**** Líneas del ejercicio ****

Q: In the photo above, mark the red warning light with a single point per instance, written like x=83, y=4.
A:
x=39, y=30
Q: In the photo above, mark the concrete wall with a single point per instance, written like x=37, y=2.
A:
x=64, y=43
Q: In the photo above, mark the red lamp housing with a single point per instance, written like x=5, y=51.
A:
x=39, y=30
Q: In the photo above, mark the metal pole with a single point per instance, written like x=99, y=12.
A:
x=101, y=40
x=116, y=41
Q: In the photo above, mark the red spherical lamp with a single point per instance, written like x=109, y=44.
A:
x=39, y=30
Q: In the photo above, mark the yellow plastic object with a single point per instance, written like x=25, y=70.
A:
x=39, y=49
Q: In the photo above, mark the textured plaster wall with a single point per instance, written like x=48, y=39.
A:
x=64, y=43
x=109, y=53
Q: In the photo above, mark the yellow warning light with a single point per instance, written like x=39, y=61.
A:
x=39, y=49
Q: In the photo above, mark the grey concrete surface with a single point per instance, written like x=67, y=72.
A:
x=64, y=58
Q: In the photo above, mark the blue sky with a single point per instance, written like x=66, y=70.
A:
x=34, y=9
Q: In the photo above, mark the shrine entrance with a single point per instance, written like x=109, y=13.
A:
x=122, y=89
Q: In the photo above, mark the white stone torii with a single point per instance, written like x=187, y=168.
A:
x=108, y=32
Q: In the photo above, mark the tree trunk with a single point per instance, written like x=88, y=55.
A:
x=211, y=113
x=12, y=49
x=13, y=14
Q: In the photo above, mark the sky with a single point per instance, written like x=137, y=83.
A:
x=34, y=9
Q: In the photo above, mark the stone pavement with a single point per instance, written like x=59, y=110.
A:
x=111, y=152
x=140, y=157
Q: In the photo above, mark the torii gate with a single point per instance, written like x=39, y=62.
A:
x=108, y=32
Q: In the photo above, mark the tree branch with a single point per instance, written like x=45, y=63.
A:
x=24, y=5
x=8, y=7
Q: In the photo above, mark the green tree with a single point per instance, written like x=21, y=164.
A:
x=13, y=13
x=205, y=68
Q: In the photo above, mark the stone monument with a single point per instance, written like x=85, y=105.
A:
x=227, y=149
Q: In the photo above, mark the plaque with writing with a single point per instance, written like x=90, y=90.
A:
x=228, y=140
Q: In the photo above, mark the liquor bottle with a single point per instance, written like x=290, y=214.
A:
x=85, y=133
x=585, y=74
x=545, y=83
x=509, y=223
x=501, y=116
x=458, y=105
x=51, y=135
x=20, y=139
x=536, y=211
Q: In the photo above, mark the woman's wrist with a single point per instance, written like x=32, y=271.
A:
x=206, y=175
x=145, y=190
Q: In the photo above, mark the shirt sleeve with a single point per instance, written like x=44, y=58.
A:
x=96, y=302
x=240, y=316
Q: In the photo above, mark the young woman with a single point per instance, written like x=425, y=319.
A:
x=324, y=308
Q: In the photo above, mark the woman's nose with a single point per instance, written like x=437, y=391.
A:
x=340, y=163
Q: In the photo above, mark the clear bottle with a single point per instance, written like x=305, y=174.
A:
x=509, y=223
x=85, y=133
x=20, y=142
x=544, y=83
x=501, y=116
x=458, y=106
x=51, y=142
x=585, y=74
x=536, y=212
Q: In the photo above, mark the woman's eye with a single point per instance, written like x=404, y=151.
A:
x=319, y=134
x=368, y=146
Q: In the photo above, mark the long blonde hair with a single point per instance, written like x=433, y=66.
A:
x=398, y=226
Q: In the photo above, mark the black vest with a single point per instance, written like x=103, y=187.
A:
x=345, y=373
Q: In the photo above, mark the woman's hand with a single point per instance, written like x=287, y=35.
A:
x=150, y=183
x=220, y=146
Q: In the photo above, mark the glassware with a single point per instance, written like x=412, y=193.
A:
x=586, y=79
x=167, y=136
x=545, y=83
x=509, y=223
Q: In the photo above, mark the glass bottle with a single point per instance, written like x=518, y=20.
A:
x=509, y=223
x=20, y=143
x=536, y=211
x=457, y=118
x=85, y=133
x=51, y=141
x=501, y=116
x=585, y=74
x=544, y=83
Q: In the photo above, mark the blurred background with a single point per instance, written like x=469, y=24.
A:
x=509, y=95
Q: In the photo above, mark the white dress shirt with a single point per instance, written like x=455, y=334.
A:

****

Instrucción: ¿Puedes volver a escribir las líneas desde la primera hasta la que contiene "x=116, y=41", ambas incluidas, cambiando "metal pole" por "steel pole" y sin alterar nada más?

Respuesta:
Q: In the photo above, mark the red warning light with a single point per instance, written like x=83, y=4.
A:
x=39, y=30
Q: In the photo above, mark the concrete wall with a single point per instance, written like x=37, y=2.
A:
x=64, y=43
Q: In the photo above, mark the red lamp housing with a single point per instance, written like x=5, y=51.
A:
x=39, y=30
Q: In the photo above, mark the steel pole with a single point per instance, written like x=99, y=12.
A:
x=101, y=40
x=116, y=41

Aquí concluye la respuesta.